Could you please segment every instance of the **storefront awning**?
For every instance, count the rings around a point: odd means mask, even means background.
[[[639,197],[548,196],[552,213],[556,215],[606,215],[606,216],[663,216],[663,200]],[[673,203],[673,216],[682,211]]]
+===+
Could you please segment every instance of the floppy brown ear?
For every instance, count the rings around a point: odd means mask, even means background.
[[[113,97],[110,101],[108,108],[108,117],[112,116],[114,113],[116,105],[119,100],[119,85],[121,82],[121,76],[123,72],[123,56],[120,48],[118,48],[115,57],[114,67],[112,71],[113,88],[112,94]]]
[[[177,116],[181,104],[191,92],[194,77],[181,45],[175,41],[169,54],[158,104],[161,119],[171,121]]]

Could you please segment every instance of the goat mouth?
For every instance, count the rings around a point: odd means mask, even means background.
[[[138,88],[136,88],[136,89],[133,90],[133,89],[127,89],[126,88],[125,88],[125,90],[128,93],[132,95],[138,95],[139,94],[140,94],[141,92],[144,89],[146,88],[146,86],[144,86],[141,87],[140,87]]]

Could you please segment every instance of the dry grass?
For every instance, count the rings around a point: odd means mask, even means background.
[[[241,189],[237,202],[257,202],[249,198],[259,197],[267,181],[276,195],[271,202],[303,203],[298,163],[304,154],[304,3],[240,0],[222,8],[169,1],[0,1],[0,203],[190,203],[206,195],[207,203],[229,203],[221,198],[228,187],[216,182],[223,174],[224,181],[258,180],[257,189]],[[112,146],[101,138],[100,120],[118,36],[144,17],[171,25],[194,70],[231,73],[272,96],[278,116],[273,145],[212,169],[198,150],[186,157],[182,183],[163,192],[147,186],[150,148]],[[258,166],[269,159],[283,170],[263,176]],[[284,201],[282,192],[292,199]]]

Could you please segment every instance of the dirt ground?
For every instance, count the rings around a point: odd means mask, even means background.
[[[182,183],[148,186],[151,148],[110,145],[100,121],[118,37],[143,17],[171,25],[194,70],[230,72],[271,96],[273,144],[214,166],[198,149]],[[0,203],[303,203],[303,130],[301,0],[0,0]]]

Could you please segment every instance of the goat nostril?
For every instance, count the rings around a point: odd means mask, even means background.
+===+
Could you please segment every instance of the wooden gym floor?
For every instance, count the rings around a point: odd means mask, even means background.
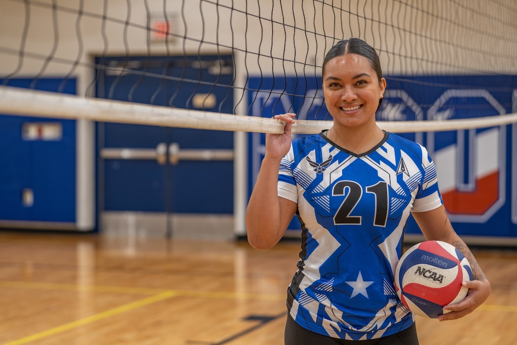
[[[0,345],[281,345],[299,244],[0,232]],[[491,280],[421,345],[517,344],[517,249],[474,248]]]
+===+
__Instructions for the task__: How many lines in the rows above contain the word "goat"? Reply with the number alone.

__Reply to the exercise__: 2